>> begin Records shown

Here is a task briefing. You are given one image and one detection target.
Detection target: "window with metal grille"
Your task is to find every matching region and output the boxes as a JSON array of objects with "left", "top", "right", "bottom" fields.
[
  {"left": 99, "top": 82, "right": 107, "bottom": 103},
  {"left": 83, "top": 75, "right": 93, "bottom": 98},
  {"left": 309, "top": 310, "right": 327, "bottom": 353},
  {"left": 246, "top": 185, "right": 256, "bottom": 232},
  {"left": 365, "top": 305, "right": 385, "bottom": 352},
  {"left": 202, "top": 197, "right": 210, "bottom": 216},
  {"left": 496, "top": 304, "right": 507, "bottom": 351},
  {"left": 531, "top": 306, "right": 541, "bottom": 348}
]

>> end Records shown

# Task brief
Repeat all of the records above exactly as they appear.

# The response
Here is a task briefing. You are given one image and one detection target.
Detection target: "window with metal grille"
Your task is to find every matching region and output the boxes as a JSON array of objects with "left", "top", "right", "bottom" fields.
[
  {"left": 99, "top": 82, "right": 107, "bottom": 103},
  {"left": 83, "top": 75, "right": 93, "bottom": 98},
  {"left": 309, "top": 310, "right": 327, "bottom": 353},
  {"left": 246, "top": 185, "right": 256, "bottom": 232},
  {"left": 365, "top": 305, "right": 385, "bottom": 352},
  {"left": 202, "top": 197, "right": 210, "bottom": 216},
  {"left": 496, "top": 304, "right": 507, "bottom": 351},
  {"left": 531, "top": 306, "right": 541, "bottom": 348}
]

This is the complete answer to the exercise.